→ **Excerpt provided**
++++++++++
A quick note on mobile BYOD vs. CYOD

As a practical matter, one needs to have different policies given the expectations in different part of the world. A mobile device isn’t always expected to come as a perk of the job in the US; however, it’s part of the package many other places. You’ll need to go CYOD in the latter, even if you go BYOD in North America.

From a comment on Sam Somashekar’s LinkedIn post on mobile BYOD (bring your own device) vs. CYOD (choose your own device) strategies.

A gloomy picture of how business perceives CIOs

I followed and commented on this Forrester article re: CIO/business perception, which Dan Muse (@dmuse) of CIO.com posted on LinkedIn.

Half the problem is that we don’t consistently come to the table with technology solutions for business problems/opportunities before being asked. In other words, we react and don’t anticipate what other functions will need. Either that, or we do it in fits and starts, especially if our proferred solution is shot down or unwelcome. Too often we withdraw into our shells — sometimes in a snit — then wonder why we aren’t at the table.
++++++++++
→ **Records supplied**
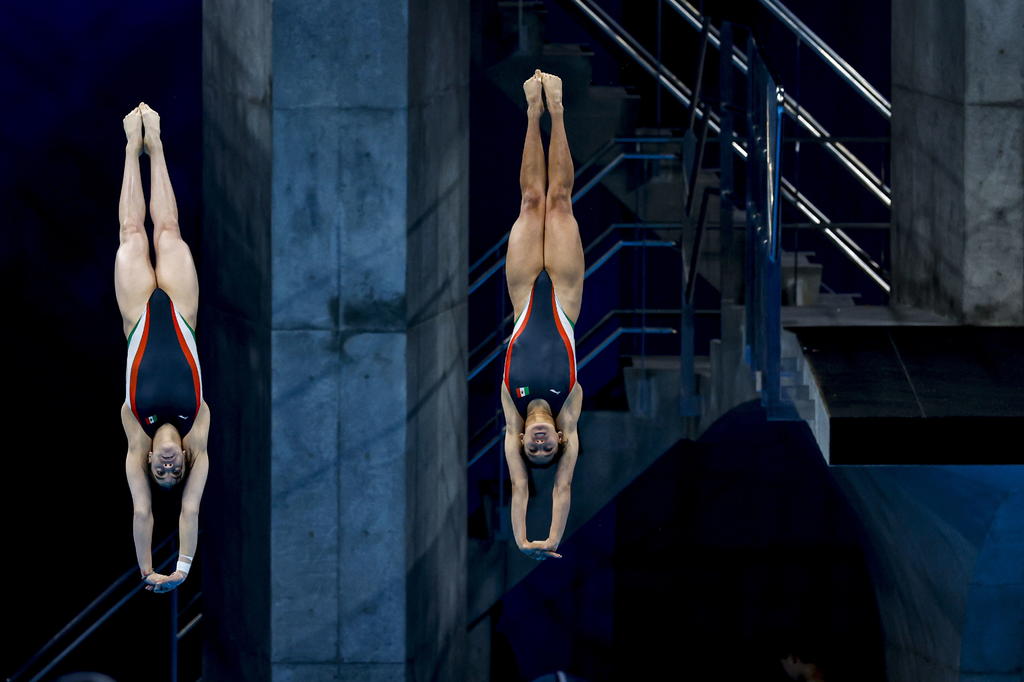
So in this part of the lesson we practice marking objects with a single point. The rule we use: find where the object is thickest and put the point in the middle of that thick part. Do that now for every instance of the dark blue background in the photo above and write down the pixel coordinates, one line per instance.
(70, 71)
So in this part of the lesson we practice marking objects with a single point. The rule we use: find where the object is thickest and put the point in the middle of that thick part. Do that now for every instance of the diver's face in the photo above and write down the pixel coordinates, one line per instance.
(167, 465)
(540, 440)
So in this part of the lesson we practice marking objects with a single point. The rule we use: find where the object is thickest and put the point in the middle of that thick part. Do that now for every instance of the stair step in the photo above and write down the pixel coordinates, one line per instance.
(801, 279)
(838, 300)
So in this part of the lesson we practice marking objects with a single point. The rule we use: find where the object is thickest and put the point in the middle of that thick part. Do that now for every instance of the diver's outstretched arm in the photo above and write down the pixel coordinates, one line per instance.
++++++++++
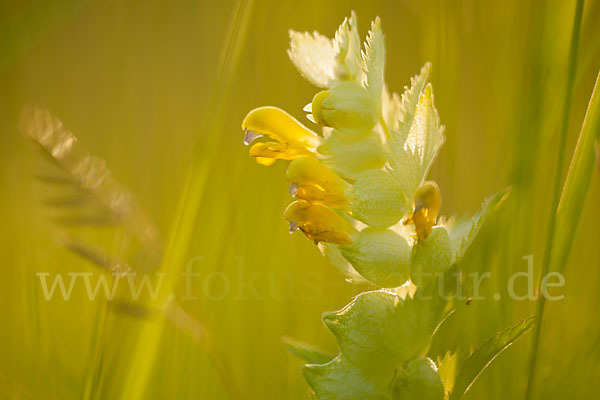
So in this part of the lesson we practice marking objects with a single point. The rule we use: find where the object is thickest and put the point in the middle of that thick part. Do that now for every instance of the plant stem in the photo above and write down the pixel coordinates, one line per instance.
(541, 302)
++++++++++
→ **Assignment A**
According to the excerpt, who posted the Forrester article on CIO/business perception on LinkedIn?
→ **Assignment B**
List every company or website named in the excerpt.
→ **Assignment C**
Reproduce the excerpt from "From a comment" to "posted on LinkedIn.".

→ **Written answer A**
Dan Muse (@dmuse) of CIO.com

→ **Written answer B**
LinkedIn, Forrester, CIO.com

→ **Written answer C**
From a comment on Sam Somashekar’s LinkedIn post on mobile BYOD (bring your own device) vs. CYOD (choose your own device) strategies.

A gloomy picture of how business perceives CIOs

I followed and commented on this Forrester article re: CIO/business perception, which Dan Muse (@dmuse) of CIO.com posted on LinkedIn.